START
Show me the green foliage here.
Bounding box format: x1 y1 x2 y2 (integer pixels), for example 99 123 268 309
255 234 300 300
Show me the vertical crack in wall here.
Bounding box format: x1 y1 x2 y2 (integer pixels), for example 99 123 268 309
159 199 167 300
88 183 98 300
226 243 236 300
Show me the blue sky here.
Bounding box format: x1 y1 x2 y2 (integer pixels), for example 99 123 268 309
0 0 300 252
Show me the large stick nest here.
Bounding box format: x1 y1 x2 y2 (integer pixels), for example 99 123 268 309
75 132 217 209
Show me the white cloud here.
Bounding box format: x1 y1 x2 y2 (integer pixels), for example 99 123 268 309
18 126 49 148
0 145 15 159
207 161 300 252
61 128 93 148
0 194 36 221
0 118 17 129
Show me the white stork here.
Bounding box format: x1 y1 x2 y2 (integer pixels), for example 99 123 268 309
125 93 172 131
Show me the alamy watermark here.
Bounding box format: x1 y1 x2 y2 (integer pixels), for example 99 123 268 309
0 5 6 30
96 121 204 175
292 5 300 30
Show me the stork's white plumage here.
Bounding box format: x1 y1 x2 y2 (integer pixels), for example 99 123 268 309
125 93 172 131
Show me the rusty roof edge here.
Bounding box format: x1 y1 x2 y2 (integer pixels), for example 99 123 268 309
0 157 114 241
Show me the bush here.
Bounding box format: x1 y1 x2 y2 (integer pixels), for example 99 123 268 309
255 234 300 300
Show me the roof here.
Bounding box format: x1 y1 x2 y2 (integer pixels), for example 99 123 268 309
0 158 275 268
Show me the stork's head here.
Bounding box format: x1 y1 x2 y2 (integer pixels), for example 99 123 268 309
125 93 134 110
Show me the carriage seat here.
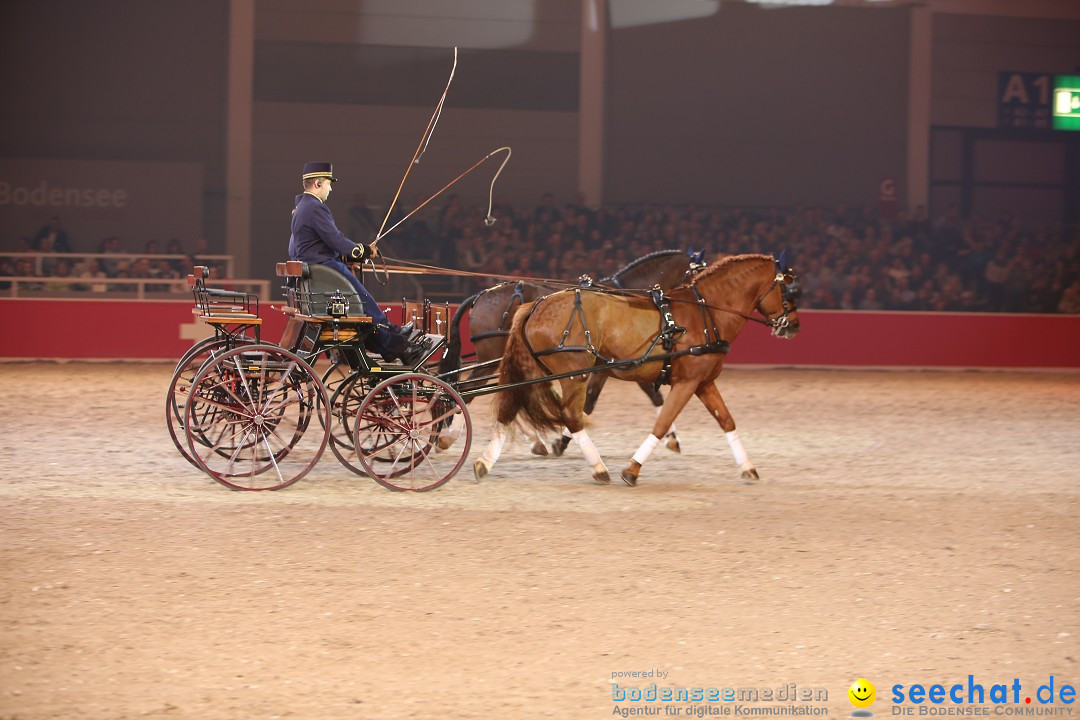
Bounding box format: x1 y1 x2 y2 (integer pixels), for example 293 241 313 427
278 260 364 320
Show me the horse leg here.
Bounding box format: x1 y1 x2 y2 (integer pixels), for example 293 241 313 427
622 382 694 485
561 380 611 484
637 382 683 452
435 412 465 452
529 433 554 457
551 427 572 458
473 424 510 480
698 382 758 480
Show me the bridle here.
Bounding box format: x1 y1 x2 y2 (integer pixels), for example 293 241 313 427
754 260 802 334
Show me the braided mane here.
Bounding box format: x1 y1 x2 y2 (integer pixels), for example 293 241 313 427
688 253 777 285
600 250 685 281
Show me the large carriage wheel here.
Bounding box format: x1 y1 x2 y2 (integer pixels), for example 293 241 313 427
END
Your objective |
Arrange the lines as a two-column CSV with the headers text and answer, one row per entry, putting each field in quotation marks and replacing any line breaks with spaces. Begin at the line that has "Show me the bridle here." and stop after the line that has "600 250 685 281".

Answer |
text,answer
"Show me the bridle here. Bounding box format: x1 y1 x2 y2 (integer pixels), for example 293 241 313 427","754 260 802 334"
"Show me the braided mane here. Bounding box format: x1 y1 x2 y2 (integer pixels), for example 293 241 313 427","688 253 777 285 600 250 685 281"